Starting with the line that contains "Would you be so kind as to point out the dark" and going on through the end of the material, copy out only those lines, requests included, and scale every coordinate in the answers by 1.25, rounding each result to a whole number with halves rounded up.

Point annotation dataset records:
▬▬▬▬▬▬▬▬▬▬

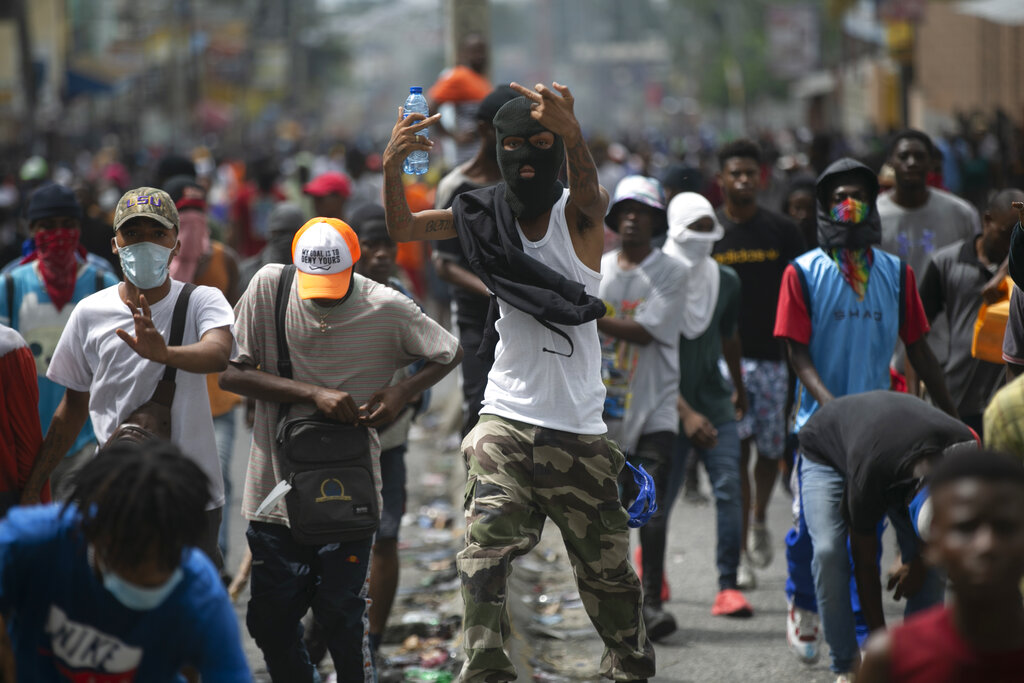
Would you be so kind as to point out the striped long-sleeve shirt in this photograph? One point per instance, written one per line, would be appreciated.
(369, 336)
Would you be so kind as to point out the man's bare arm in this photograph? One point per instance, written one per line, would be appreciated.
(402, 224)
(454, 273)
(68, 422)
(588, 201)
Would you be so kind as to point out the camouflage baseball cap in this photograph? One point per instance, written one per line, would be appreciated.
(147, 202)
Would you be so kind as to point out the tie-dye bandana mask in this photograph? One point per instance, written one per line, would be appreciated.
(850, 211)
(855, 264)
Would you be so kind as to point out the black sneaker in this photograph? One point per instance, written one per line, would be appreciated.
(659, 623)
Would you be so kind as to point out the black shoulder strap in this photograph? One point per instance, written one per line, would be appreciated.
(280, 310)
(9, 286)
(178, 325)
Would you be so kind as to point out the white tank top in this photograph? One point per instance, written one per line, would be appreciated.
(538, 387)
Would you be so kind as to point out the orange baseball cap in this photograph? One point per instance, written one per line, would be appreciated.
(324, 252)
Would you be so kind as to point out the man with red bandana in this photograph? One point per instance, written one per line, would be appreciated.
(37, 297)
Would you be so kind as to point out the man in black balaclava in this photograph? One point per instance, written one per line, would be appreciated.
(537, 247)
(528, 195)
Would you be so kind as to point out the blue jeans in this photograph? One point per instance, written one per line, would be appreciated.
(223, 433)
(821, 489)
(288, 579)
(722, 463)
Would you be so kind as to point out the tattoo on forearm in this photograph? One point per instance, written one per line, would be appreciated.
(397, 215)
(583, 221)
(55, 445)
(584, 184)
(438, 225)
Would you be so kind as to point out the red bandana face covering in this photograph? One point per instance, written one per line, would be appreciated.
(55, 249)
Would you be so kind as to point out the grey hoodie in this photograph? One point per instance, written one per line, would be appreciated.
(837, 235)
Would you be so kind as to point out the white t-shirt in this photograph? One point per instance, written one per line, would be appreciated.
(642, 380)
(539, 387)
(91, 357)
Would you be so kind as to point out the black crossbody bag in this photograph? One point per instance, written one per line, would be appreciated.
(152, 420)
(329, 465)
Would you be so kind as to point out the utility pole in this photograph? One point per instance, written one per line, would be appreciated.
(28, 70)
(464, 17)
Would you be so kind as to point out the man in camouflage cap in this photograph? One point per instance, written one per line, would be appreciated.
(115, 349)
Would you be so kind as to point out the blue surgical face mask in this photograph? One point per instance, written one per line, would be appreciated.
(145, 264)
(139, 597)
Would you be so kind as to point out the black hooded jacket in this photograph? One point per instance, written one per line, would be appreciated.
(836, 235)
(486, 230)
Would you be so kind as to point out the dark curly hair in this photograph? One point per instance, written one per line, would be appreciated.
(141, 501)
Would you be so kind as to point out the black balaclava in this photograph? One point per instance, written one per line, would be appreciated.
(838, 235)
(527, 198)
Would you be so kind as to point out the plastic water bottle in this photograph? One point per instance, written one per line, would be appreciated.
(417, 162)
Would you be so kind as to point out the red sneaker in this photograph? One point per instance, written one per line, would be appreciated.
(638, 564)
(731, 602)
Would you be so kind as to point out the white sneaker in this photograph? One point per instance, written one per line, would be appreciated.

▬▬▬▬▬▬▬▬▬▬

__Task result__.
Would you be so kind as to point out the dark curly hair in this photograph? One point per instance, written one per line, would be appreciated.
(176, 626)
Would you be so kind as to point out the black balaclava in this photograph? One point per instance, written one per line, would be appreciated.
(1048, 294)
(659, 248)
Would you be so kind as to point out the plastic water bottle in this photograph? One point per instance, written one per line, would be appreciated.
(521, 203)
Would you be so kind as to point out the red sneaker in this photograph? One point per instance, written one per line, would be appreciated.
(798, 705)
(914, 753)
Would you be so kind as to point out the white sneaker in this photograph? One point per instance, written one per line, would be appreciated.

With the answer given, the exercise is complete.